## TASK INSTRUCTIONS
a – In the post on NTFS deduplication, translate this sentence into Spanish: "So I started on a journey to attempt to dedup NTFS."
b – Carry on writing the post on NTFS deduplication, picking up after its final sentence.

## DOCUMENT PASSAGE
>> BEGIN
At my work, we store hundreds of thousands of block-level backups for our customers. Since our customer base is mostly Windows focused, most of these backups are copies of NTFS file systems. As of today, we’re not performing any data deduplication on these backups, which is pretty crazy considering that how well you’d think a Windows OS will probably dedup.
So I started on a journey to attempt to dedup NTFS. This blog post briefly describes my journey and thoughts, but also introduces a tool called fsdup I developed as part of a 3 week proof-of-concept. Please note that while the tool works, it’s highly experimental and should not be used in production!
Content
0. Link to the fsdup tool
If you’re impatient, here’s a link to the fsdup tool I created as part of this proof-of-concept.
1. Thoughts on NTFS deduping
1.1. The obvious approach
The obvious approach to dedup NTFS would be to simply dedup blocks (= clusters), so typically that would mean deduping with a fixed offset of 4096 bytes (4K cluster size). While that will lead to the best dedup results, it also produces a lot of metadata and the metadata-to-data ratio (metadata overhead) is pretty bad. In addition to that, the more chunks you produce the higher the chance of hash collisions (unless you increase the hash size, which in turn increases the metadata overhead …). On top of that, many object stores or file systems are not really good with small files like that, so a higher chunk size is desirable.
>> END
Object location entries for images
>> BEGIN
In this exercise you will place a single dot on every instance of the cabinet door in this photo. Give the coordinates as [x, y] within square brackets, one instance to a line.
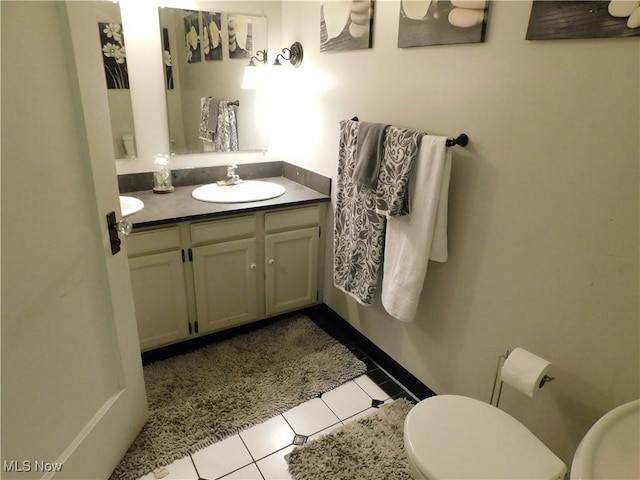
[291, 269]
[159, 297]
[226, 284]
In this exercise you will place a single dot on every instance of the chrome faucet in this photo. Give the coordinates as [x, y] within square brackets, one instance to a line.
[232, 177]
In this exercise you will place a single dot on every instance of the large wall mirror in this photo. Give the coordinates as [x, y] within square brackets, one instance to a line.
[205, 53]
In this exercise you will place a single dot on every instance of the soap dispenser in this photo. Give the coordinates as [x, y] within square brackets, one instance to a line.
[162, 174]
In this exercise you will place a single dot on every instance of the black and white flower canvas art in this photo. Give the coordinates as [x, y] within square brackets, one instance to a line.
[346, 25]
[554, 20]
[211, 37]
[440, 22]
[167, 59]
[192, 36]
[114, 56]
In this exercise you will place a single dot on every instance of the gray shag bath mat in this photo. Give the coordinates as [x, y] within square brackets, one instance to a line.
[209, 394]
[369, 448]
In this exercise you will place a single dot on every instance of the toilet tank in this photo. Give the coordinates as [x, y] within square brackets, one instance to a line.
[450, 436]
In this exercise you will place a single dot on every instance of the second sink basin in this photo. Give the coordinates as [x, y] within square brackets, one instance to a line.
[247, 191]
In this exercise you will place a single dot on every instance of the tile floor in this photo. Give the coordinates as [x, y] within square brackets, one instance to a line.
[258, 452]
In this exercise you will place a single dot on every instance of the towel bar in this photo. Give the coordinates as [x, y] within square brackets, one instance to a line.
[462, 139]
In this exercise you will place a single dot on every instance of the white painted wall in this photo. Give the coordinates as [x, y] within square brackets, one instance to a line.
[543, 224]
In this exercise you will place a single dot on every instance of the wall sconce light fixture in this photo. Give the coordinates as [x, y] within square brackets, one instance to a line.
[294, 55]
[251, 77]
[254, 77]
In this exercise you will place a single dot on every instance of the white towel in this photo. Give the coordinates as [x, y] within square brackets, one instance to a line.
[414, 239]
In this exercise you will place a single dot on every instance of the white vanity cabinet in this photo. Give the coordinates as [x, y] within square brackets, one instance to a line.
[199, 277]
[225, 271]
[159, 288]
[291, 259]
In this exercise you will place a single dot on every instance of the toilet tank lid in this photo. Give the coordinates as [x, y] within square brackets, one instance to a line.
[450, 436]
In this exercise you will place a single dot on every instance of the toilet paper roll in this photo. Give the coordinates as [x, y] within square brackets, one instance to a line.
[524, 371]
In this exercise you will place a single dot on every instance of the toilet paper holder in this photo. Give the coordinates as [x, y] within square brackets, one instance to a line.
[501, 359]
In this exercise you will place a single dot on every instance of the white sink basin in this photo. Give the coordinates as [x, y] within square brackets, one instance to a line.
[611, 448]
[247, 191]
[130, 205]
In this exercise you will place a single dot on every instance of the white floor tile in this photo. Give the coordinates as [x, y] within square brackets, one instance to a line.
[369, 386]
[222, 457]
[268, 437]
[310, 417]
[347, 400]
[250, 472]
[364, 413]
[179, 470]
[274, 467]
[324, 432]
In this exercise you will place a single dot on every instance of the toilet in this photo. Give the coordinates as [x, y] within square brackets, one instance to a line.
[451, 436]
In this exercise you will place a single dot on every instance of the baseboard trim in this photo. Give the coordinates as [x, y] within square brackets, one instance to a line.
[324, 313]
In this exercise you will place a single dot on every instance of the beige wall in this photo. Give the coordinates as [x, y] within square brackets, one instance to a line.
[543, 224]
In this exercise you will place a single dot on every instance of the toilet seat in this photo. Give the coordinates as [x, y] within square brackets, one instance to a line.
[450, 436]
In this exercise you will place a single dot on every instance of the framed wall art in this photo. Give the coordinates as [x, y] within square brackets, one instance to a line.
[114, 55]
[553, 20]
[346, 25]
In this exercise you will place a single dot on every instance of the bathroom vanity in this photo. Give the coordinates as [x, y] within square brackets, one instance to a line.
[199, 267]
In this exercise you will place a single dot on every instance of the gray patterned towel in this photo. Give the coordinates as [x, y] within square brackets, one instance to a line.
[369, 154]
[400, 151]
[358, 229]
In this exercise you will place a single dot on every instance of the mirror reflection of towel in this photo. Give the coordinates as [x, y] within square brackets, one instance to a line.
[226, 137]
[214, 106]
[203, 130]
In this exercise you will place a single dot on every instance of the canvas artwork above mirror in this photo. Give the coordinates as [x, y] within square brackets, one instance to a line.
[113, 52]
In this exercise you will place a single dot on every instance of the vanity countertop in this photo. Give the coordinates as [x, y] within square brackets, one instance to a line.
[179, 206]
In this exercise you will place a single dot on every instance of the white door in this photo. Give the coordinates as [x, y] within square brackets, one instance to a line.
[72, 389]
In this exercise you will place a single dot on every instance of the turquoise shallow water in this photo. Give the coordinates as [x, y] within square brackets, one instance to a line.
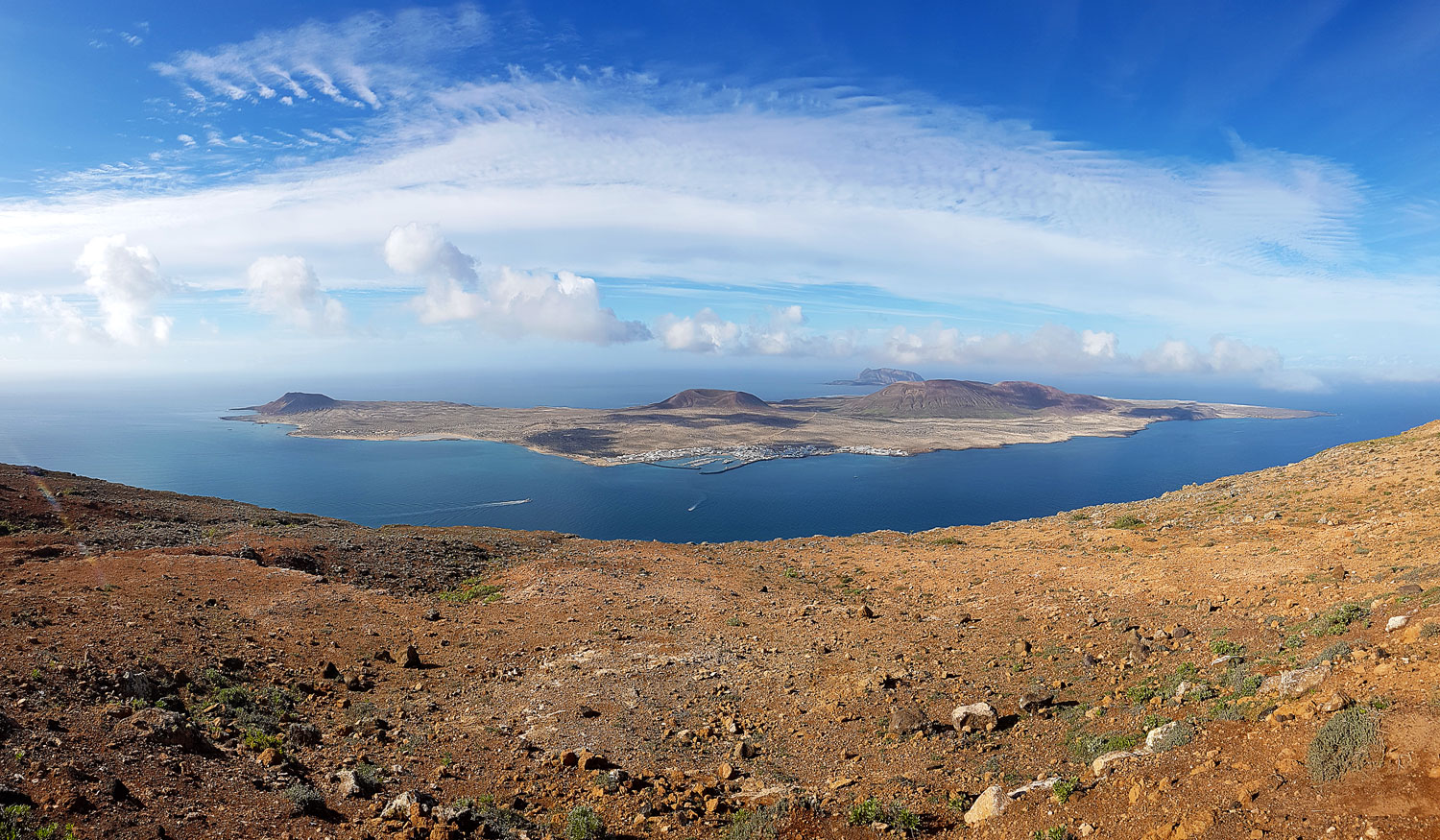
>> END
## WRITTEN RESPONSES
a – Así que emprendí un camino para intentar deduplicar NTFS.

b –
That said, given that we’re talking about hundreds of thousands (maybe even millions? I should really check …) of NTFS file systems, it might not matter if the objects are 4K or 128K in size.
1.2. What I did instead
Since this was a proof-of-concept, and I wanted to learn about NTFS and write some fun Go code, I chose to go a different route:
Instead of fixed offset chunking with 4K chunks, I decided to parse the NTFS filesystem using a combination of content aware chunking (for the file system itself) and fixed offset chunking (for the files within the file system).
Here’s my approach:
- Index files within NTFS: Read all entries in the master file table ($MFT) that are larger than X (e.g. 128K, 2M, …). For each entry, read all data runs (extents, fragments) sequentially (i.e. re-assmble the file). Break the re-assembled file into max. 32M sized chunks and then hash each chunk using blake2b. For each chunk checksum, compare if it’s in the global chunk index and only store new chunks.
- Index empty space: Read the NTFS bitmap ($Bitmap), find unused sections and mark them as sparse. This step is optional. If it is used, the re-assembled file system will likely not be identical as the original one, because unused space is rarely ever filled with zeros. However, the space savings due to this step are enormous and the user won’t care.
- Find gaps: All sections of the file system that are not covered by step 1 or 2 are stored in gap chunks. This typically includes all files smaller than X (see above).
The algorithm will create a manifest file for every NTFS file system which can later be used to re-create it from scratch, either by exporting it from the global chunk store, or by mapping it to a drive or mountpoint.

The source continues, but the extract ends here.